## Fragmento:
________
Vistas en esta perspectiva, las regiones transfronterizas constituyen sistemas relacionales y dialogantes basados en la diferencia, la desigualdad y el conflicto. Continuar aplicando aquí el viejo dilema contacto/separación puede constituir un error metodológico de primer orden, sencillamente porque ahora el contacto imprescindible lleva implícita la separación expresada como subordinación. En otras palabras, el muro de Donald Trump en la frontera con México –en realidad, un muro de muchas administraciones estadounidenses– no significa una «refronterización», sino un símbolo obsoleto de obstrucción de las fronteras que el sistema capitalista requiere y modela. Y que, obviamente, no logra afectar fundamentalmente el hecho de que el paso de San Ysidro sigue siendo el paso fronterizo más transitado del mundo y constituyente de una de las regiones transfronterizas más potentes del planeta: Tijuana-San Diego. Al mismo tiempo, esta apertura no implica que estemos a las puertas de una fusión sociocultural de equivalentes, como pareció anunciarse en la academia estadounidense en la década de 1990, lo que provocó la respuesta nacionalista del lado latinoamericano5.

Las regiones transfronterizas pueden tener fuentes muy diferentes de formación y en ellas confluyen dimensiones diversas de la vida. Algunas son regiones articuladas en torno de identidades ancestrales o de relaciones consuetudinarias que preceden a las propias fronteras, como ocurre en la región andina con los pueblos aymaras, en el área patagónica con los mapuches, en la zona del Paraná con los guaraníes y los kaiowa o en la península de Guajira con los wayuu. También pueden ser resultado de proyectos políticos integracionistas, cuya expresión más sofisticada ha tenido lugar fuera del continente, en Europa, con su ambición de borrar las «cicatrices de la historia» y en su lugar construir un espacio continental de regiones, lo que en América Latina se ha expresado muy débilmente en algunos proyectos integracionistas como la Comunidad Andina de Naciones (can) y sus Zonas de Integración Fronteriza.

Sin embargo, habría que reconocer que en todos los casos, incluyendo los antes mencionados, el intercambio económico ha sido una motivación fundamental para el despliegue y la maduración de las regiones transfronterizas. Y desde aquí es posible acercarnos a una gradación de estas según las escalas dominantes de sus intercambios.

En un nivel superior de complejidad se encuentran las regiones transfronterizas modeladas sobre todo desde espacios económicos fuertemente globalizados, como el caso paradigmático de los espacios fronterizos compartidos por México y Estados Unidos, y en particular allí donde se desarrollan industrias maquiladoras. Este tipo de industrias se repite en otras fronteras latinoamericanas, haciendo un uso muy redituable de las condiciones ambientales, culturales y sociopolíticas, y aun cuando sea a niveles más discretos, como es el caso de la porción norte de la frontera dominico-haitiana, donde la histórica relación comercial que sintetiza el binomio Dajabón-Ouanaminthe comienza a ser acompañada por una corporación textil que consigue aprovechar los beneficios de cada lado. Lo mismo se observa en el caso del Alto Paraná paraguayo, donde las maquilas son escoltadas por uno de los enclaves comerciales más grandes del continente, ubicado en la triple frontera en que conviven Ciudad del Este, Foz de Iguazú y Puerto Iguazú.
________
Registros de una colección de datos:
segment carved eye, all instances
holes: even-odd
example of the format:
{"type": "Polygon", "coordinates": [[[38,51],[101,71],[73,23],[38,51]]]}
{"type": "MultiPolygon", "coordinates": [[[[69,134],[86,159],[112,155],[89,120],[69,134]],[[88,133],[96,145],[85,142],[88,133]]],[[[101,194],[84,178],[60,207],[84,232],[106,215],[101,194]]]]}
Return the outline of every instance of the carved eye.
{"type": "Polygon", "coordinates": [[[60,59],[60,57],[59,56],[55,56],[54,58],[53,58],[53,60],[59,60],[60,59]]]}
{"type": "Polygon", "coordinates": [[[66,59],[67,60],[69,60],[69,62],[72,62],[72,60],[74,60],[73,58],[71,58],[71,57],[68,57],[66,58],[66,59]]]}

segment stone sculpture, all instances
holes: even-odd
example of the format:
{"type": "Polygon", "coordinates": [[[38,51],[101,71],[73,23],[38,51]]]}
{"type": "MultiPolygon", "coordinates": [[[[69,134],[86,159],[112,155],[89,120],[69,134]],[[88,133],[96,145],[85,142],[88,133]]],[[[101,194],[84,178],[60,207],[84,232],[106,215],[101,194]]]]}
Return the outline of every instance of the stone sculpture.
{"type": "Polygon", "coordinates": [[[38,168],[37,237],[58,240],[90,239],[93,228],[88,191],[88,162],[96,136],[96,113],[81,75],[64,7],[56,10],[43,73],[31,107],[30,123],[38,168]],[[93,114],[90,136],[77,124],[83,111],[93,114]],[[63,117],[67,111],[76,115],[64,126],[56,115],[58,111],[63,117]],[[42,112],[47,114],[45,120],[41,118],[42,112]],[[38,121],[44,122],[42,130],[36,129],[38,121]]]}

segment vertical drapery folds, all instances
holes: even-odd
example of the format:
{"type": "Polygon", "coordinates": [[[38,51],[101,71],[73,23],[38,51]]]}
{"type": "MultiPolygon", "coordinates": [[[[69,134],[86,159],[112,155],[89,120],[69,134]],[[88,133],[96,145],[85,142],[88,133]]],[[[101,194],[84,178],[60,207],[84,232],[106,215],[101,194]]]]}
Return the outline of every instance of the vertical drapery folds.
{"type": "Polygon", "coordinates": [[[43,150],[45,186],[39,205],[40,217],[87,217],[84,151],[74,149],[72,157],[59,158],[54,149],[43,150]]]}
________
## Acciones requeridas:
A) Por favor, reescribe en forma de lista el párrafo del fragmento que empieza con «Las regiones transfronterizas pueden tener fuentes muy diferentes», conservando sus datos principales.
B) Indica si cada afirmación coincide con el fragmento y responde sí o no, citando literalmente las palabras que lo deciden: (i) El paso de San Ysidro es el paso fronterizo más transitado del mundo. (ii) El muro en la frontera con México representa una «refronterización». (iii) En el Alto Paraná paraguayo no hay maquilas.

## Resultados en orden:
A)
- Las regiones transfronterizas pueden formarse a partir de fuentes muy diferentes, y en ellas confluyen dimensiones diversas de la vida.
- Algunas se articulan en torno a identidades ancestrales o relaciones consuetudinarias anteriores a las fronteras:
  - los aymaras en la región andina;
  - los mapuches en el área patagónica;
  - los guaraníes y los kaiowa en la zona del Paraná;
  - los wayuu en la península de Guajira.
- Otras resultan de proyectos políticos integracionistas:
  - Su expresión más sofisticada se dio en Europa, que busca borrar las «cicatrices de la historia» y construir un espacio continental de regiones.
  - En América Latina se han expresado muy débilmente, por ejemplo en la Comunidad Andina de Naciones (can) y sus Zonas de Integración Fronteriza.

B)
(i) Sí: "el paso de San Ysidro sigue siendo el paso fronterizo más transitado del mundo".
(ii) No: "no significa una «refronterización», sino un símbolo obsoleto de obstrucción de las fronteras".
(iii) No: "el Alto Paraná paraguayo, donde las maquilas son escoltadas por uno de los enclaves comerciales más grandes del continente".